[Stored dataset items]

● ● ●

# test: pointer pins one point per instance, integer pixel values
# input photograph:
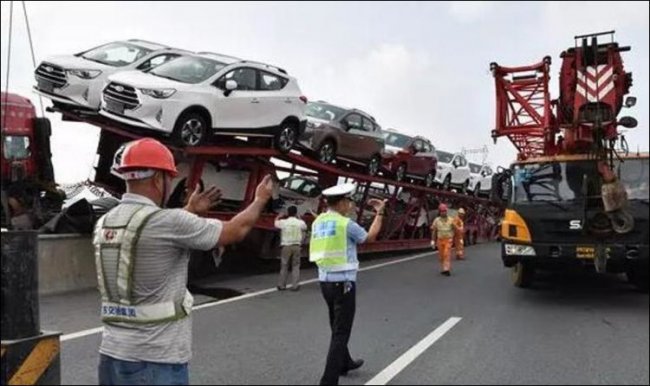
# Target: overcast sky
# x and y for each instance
(422, 68)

● ● ●

Aim of the task:
Pictures stay out, and every line of the records is transcribed exactly.

Completed task:
# test: pointer pins one point per instance, integer pixel values
# input photograph:
# Target: overcast sky
# x and y for each instance
(422, 68)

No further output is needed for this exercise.